**Document section**
□ □ □ □ □ □ □

Frank Cwiklik

FRANK CWIKLIK (Director) is now in his second decade of pumping out loud, excessive, almost entirely pointless theater in various NYC venues, despite the pleas and entreaties of audiences and critics, and in defiance of several court orders and Federal regulations. With his needlessly gargantuan theater company, the roundly despised DMTheatrics, he has produced and/or directed over thirty shows since 1999, and has worked as an actor and designer for dozens of shows for other defenseless entities in that time. His best-known works include the influential S&M futuristic fantasia Bitch Macbeth (whose third appearance at Williamsburg’s Brick Theater smashed box office records and earned a 4-star review in Time Out New York); the controversial political satire Sugarbaby! (published in the 2004 NYTE Plays and Playwrights Collection, available onAmazon.com); the smash-hit Vegas version of Antony and Cleopatra (winner 2003 OOBR Award for Outstanding Production); an infamous series of Ed Wood adaptations which played to sellout crowds at the legendary Todo Con Nada, as well as The Red Room, The Brick, and The St. Marks Studio Theater; and countless more. Recently, he produced and directed the world theatrical premiere of the viral phenomenon Two Gentlemen of Lebowski, which broke indie NYC theater attendance records and attracted audiences from as far away as Sweden and the U.K; and the stage adaptation of Plan 9 From Outer Space, which the New York Times called "just about perfect", which proves their standards have slipped precipitously. His most recent work, Bible and Wine, played at The Kraine Theater in February of 2011, and featured two new tracks from orchestral pop pioneer Eric Matthews. Cwiklik's immersive, eccentric, aggressive directorial style has earned him praise from The Village Voice, The New York Times, Time Out New York, nytheatre.com, Backstage, and Show Business Weekly, and has influenced many directors working both on and off Broadway. Cwiklik's DMTheatrics Laboratories are busily constructing the next phase of his ongoing assault on delicate sensibilities, including American Shakespeare Factory entries As You Like It and Hamlet; an adaptation of the noir classic Scarlet Street; and God's Comic, a fantasia based on the work of silent comedy great Harry Langdon.

□ □ □ □ □ □ □

**Records supplied**

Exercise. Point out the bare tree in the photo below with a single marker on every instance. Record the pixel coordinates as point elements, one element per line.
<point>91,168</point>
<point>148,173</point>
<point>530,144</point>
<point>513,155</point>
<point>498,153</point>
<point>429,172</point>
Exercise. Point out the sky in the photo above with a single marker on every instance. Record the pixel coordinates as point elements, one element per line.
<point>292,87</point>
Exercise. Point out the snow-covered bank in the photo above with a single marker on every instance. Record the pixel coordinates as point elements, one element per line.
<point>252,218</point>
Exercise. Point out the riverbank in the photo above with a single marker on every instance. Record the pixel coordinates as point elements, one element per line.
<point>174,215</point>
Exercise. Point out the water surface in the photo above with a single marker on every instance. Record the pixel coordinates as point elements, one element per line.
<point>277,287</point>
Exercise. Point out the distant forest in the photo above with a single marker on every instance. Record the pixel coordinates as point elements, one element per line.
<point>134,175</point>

□ □ □ □ □ □ □

**To do**
Which outlets does the Frank Cwiklik biography say have praised his directorial style?

**Answer space**
The Village Voice, The New York Times, Time Out New York, nytheatre.com, Backstage, and Show Business Weekly.